## Выполните задания:
a - Переведите на английский язык предложение из рецензии на книги Булатовского: «В двух почти одновременно вышедших новых книгах (без малого триста густо заполненных страниц) то, что было названо «бормотаниями», разрослось до едва ли не глоссолалических словесных захлебов».
b - Кто, согласно рецензии на книги Булатовского, написал предисловие к сборнику «Читая темноту»?
c - Сократите абзац рецензии на книги Булатовского, начинающийся словами «Четыре года назад в новомирской же заметке», сохранив его основные факты.

------ Текст страницы ------

*
ВОН ТАМ КВАДРАТИКИ
ВПОТЬМАХ…
Игорь
Булатовский. Читая темноту.
Стихотворения 2009 — 2012 годов. Предисловие
Василия Бородина. М., «Новое литературное
обозрение», 2013, 192 стр.
Игорь
Булатовский. Ласточки
наконец. Июнь 2012 — январь 2013. New
York, «Ailuros
Publishing», 2013, 103 стр.
Четыре
года назад в новомирской же заметке о
книге «Стихи на время»
я цитировал Олега Юрьева («Октябрь»,
2004, № 6): «Голос кажется тихим и прерывистым,
смахивающим на медленную задумчивую
скороговорку, я бы сказал, на гармоническое
бормотание, если бы по случайности
давней моды все на свете не именовалось
(одобрительно) бормотанием» — и уже от
себя добавил, что «хотя Олег Юрьев
говорит о бормотанье не без приличествующей
иронии, хрестоматийные строчки Ходасевича
„Бог знает, что себе бормочешь, / Ища
пенсне или ключи” составляют очевидный
и неотъемлемый фон поэтики Игоря
Булатовского».
В
двух почти одновременно вышедших новых
книгах (без малого триста густо заполненных
страниц) то, что было названо «бормотаниями»,
разрослось до едва ли не глоссолалических
словесных захлебов.
— В том
смысле, на голову сточенном…
— В том
смысле, что? — В том смысле, что
в том
смысле сточном, об-источненном,
истонченном
до нищи той,
истошной,
тошной, не спасающей,
не
понимающей, за что,
за что
ей встать в той нише тающей,
в том
обесточенном пальто,
под
ветром, стачанным из полостей
слезящихся,
слезящих ртов
и голых
веток ветхих голостей,
горящих
каплями цветов…
«Вдоль
ручья» (1) (из книги «Читая темноту»)
Когда
речь заходит об упоении звукоподобиями,
невольно вспоминается Пастернак и вся
футуристическая «звучаль», когда мы
говорим о «пинцетной» работе поэта с
корнями, аффиксами и флексиями, на нас
тут же падает тень Хлебникова, но случай
Булатовского, как мне представляется,
принципиально иной.

------ Исходные данные ------

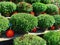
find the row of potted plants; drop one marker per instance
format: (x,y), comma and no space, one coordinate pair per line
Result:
(23,22)
(50,38)
(9,8)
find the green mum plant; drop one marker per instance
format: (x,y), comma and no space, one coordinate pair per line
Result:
(46,1)
(29,40)
(24,7)
(52,9)
(4,23)
(6,8)
(39,7)
(23,22)
(52,38)
(57,20)
(45,21)
(32,1)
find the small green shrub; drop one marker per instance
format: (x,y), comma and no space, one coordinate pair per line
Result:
(45,20)
(29,40)
(57,20)
(32,1)
(52,9)
(46,1)
(39,7)
(7,7)
(4,23)
(24,7)
(23,22)
(52,38)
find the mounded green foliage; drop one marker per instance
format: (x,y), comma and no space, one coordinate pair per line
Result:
(32,1)
(23,22)
(4,23)
(57,20)
(39,7)
(24,7)
(45,20)
(29,40)
(46,1)
(52,38)
(52,9)
(7,7)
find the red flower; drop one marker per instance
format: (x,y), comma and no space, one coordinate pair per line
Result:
(9,33)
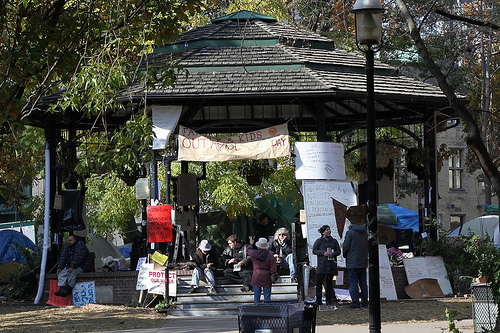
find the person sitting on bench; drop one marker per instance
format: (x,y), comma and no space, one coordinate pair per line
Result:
(74,260)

------

## Ответы к заданиям:
a - In two new books that came out almost simultaneously (nearly three hundred densely filled pages), what had been called "mutterings" has grown into almost glossolalic, breathless verbal outpourings.

b - Предисловие написал Василий Бородин.

c - Четыре года назад в новомирской заметке о книге «Стихи на время» рецензент процитировал Олега Юрьева («Октябрь», 2004, № 6). Юрьев сравнил голос поэта, тихий и прерывистый, с гармоническим бормотанием. Рецензент добавил, что Юрьев говорит о бормотании не без иронии, однако очевидным фоном поэтики Игоря Булатовского служат строчки Ходасевича «Бог знает, что себе бормочешь, / Ища пенсне или ключи».